Copy the rows below word for word, with nothing added or left out.
--- MATERIAL FOR THE TASK ---
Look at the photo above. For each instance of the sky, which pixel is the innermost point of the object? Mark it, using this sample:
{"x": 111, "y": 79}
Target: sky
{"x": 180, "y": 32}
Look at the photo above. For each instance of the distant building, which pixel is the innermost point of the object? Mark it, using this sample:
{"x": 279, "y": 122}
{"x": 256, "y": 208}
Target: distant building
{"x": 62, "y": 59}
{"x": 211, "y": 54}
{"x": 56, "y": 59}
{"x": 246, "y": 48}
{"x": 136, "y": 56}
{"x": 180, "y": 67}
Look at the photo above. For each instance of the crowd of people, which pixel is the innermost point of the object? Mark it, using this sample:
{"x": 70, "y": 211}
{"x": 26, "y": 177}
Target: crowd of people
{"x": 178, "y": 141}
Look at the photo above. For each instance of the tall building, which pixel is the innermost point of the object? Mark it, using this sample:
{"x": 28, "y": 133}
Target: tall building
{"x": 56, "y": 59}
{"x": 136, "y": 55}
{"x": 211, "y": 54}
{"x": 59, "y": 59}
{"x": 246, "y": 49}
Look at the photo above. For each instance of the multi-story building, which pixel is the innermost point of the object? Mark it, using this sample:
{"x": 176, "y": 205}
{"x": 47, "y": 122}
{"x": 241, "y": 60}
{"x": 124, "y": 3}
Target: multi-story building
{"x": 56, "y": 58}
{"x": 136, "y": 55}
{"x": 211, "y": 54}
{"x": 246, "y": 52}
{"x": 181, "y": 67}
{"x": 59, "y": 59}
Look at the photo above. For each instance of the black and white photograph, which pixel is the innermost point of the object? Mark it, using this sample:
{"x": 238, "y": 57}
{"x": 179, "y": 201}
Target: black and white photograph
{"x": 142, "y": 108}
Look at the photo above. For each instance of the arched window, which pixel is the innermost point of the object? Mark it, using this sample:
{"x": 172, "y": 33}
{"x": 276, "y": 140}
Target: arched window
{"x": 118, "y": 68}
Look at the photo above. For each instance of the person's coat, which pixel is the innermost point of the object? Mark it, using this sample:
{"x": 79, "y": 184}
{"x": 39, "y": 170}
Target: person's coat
---
_EXPECTED ANSWER_
Look at the photo above. For each instance of the sky, which pixel is the innermost point of the object? Mark it, using this sample:
{"x": 111, "y": 79}
Target: sky
{"x": 180, "y": 32}
Look at the photo above. For each instance of the distant building, which pixel is the innermost point of the object? Mark it, using this sample:
{"x": 279, "y": 122}
{"x": 256, "y": 208}
Target: distant building
{"x": 62, "y": 59}
{"x": 211, "y": 54}
{"x": 56, "y": 59}
{"x": 246, "y": 48}
{"x": 136, "y": 56}
{"x": 180, "y": 67}
Look at the photo above. For each instance of the crowd of people, which pixel is the innermost point of the object? Mark it, using this sample:
{"x": 70, "y": 211}
{"x": 26, "y": 177}
Target: crowd of people
{"x": 178, "y": 141}
Look at the photo above. For each instance of the tall building, which pixel is the innermost point of the object? Mark it, using this sample:
{"x": 28, "y": 133}
Target: tall building
{"x": 56, "y": 59}
{"x": 136, "y": 55}
{"x": 211, "y": 54}
{"x": 59, "y": 59}
{"x": 246, "y": 49}
Look at the photo above. For each instance of the multi-story building, which pixel is the innermost point of the object? Mark it, using this sample:
{"x": 176, "y": 205}
{"x": 47, "y": 122}
{"x": 241, "y": 60}
{"x": 124, "y": 3}
Target: multi-story building
{"x": 56, "y": 58}
{"x": 136, "y": 55}
{"x": 211, "y": 54}
{"x": 246, "y": 52}
{"x": 181, "y": 67}
{"x": 59, "y": 59}
Look at the photo above. For each instance of the black and white photograph, which pixel is the innermost point of the object? Mark it, using this sample:
{"x": 238, "y": 57}
{"x": 179, "y": 201}
Target: black and white photograph
{"x": 142, "y": 108}
Look at the photo above. For each instance of the arched window, which pixel is the innermost point of the object? Mark it, using this sample:
{"x": 172, "y": 33}
{"x": 276, "y": 140}
Target: arched window
{"x": 118, "y": 68}
Look at the photo above. For each instance of the person's coat, which pixel is the innermost point of the object? Mark it, using this sample:
{"x": 79, "y": 184}
{"x": 39, "y": 170}
Target: person's coat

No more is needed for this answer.